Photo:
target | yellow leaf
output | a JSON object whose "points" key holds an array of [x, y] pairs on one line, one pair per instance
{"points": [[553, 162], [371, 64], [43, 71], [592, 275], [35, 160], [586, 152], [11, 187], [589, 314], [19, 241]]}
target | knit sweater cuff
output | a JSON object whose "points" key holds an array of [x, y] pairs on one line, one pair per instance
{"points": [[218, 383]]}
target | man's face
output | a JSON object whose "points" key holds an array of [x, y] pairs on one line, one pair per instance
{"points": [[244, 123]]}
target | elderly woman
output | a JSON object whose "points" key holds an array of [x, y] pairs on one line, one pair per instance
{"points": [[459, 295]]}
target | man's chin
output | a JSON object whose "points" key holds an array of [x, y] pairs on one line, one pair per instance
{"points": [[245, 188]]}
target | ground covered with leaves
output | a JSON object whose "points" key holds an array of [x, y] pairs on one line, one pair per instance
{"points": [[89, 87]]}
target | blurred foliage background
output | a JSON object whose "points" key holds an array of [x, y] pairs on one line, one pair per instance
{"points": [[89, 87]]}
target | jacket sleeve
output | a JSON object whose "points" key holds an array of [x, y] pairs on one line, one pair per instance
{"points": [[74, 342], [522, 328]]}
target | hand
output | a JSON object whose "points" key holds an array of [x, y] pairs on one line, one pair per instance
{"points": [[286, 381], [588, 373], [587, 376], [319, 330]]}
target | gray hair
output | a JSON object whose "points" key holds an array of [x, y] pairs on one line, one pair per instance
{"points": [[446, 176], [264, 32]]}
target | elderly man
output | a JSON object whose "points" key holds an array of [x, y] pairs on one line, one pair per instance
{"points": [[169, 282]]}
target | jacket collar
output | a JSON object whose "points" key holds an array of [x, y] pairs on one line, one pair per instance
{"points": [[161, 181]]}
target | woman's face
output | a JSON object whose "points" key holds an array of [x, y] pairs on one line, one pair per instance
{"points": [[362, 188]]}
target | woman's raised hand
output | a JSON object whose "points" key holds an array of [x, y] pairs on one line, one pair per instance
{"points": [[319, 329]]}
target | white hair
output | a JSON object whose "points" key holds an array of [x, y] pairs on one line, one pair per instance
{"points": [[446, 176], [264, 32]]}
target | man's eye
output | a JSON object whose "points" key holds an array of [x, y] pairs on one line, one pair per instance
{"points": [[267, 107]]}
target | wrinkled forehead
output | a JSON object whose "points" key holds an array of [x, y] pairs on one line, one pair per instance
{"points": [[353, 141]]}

::::::

- **WHAT YOU NEED TO DO**: Convert the items starting with the line that contains "target | gray hair" and going on through the end of the items into a two-column CSV with the columns item and answer, one row per item. Put each item's text and its answer each in one quoted field, with line breaks replaced by spaces.

- **RIGHT ANSWER**:
item,answer
"target | gray hair output | a JSON object whose ""points"" key holds an array of [x, y] pairs on one line, one pair per instance","{""points"": [[446, 176], [264, 32]]}"
"target | elderly man output | a JSON object whose ""points"" key holds an array of [x, y] pairs on one line, one pair per instance","{""points"": [[169, 282]]}"
"target | jacket collar output | a JSON object whose ""points"" key holds an array of [x, y] pairs on one line, one pair per instance","{""points"": [[161, 181]]}"
"target | woman's face output | a JSON object whose ""points"" key holds an array of [x, y] pairs on one line, one pair per instance","{""points"": [[362, 188]]}"
"target | woman's raised hand output | a JSON object whose ""points"" key holds an array of [x, y] pairs on one line, one pair per instance","{""points"": [[319, 329]]}"
"target | white hair output | a JSON object whose ""points"" key holds an array of [x, y] pairs on one line, one pair per instance","{""points"": [[446, 176], [264, 32]]}"
"target | man's eye output | a JSON object whose ""points"" key holds an array of [x, y] pairs on one line, one pair per instance","{""points"": [[267, 107]]}"
"target | wrinkled forehead output | a JSON object whose ""points"" key holds an array of [x, y] pairs on one line, one pair per instance","{""points"": [[353, 141]]}"